ЗАДАЧИ:
(a) Какая крепость указана во фрагменте о геологах в Монголии для молочной водки архи?
(b) Продублируйте из фрагмента о геологах в Монголии участок, который открывается словами, содержащими «Сергей Михайлович с», и закрывается словами «жил в СССР.».

##### ВЫБРАННЫЙ ФРАГМЕНТ #####

Как-то по дороге в пустыне Миронов вдруг почувствовал металлический привкус во рту. Вспомнил: похожее ощущение возникало несколько лет назад в Туве, в урановой шахте. Остановились, включили приборы - показатели зашкалили. Оказалось урановое месторождение. После этого во время переездов геологи никогда не выключали прибор.
До конца восьмидесятых местные жители хорошо относились к русским. Завидя машину, народ высыпал на улицу, махал руками. Ребята шутили: теперь они будут время определять до русских геологов и после. Монголы очень просты в общении. В юрту заходишь без стука. Хозяйка, ни о чем не спрашивая, накормит, угостит молочной водкой архи (38 градусов), устроит на ночлег, а утром можешь не прощаться.
Сергей Михайлович с другом нашли колодец. Из соседней юрты вышел монгол в национальной одежде дели, традиционной шапочке и туфлях с загнутыми вверх носами (чтобы не ковырнуть священную землю). “Ус сайн?” (вода хорошая?) – осведомились путники. “Сайн, сайн!” - кивает. В колодце плавал мусор. “Ему-то сайн, а нам дизентерия” - сказал Миронов напарнику. И вдруг монгол на чистом русском, без акцента встревает: “Да нет, нормальная вода, не бойтесь!” Оказался выпускником пушкинского сельхозинститута, много лет жил в СССР.

##### ИЗВЛЕЧЁННЫЕ ДАННЫЕ #####

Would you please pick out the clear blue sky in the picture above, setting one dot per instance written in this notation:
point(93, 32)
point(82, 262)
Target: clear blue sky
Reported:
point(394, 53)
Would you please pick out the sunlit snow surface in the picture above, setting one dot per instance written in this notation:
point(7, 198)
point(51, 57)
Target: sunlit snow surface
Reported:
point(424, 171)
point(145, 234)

#####

ОТВЕТЫ:
(a) 38 градусов.

(b)
Сергей Михайлович с другом нашли колодец. Из соседней юрты вышел монгол в национальной одежде дели, традиционной шапочке и туфлях с загнутыми вверх носами (чтобы не ковырнуть священную землю). “Ус сайн?” (вода хорошая?) – осведомились путники. “Сайн, сайн!” - кивает. В колодце плавал мусор. “Ему-то сайн, а нам дизентерия” - сказал Миронов напарнику. И вдруг монгол на чистом русском, без акцента встревает: “Да нет, нормальная вода, не бойтесь!” Оказался выпускником пушкинского сельхозинститута, много лет жил в СССР.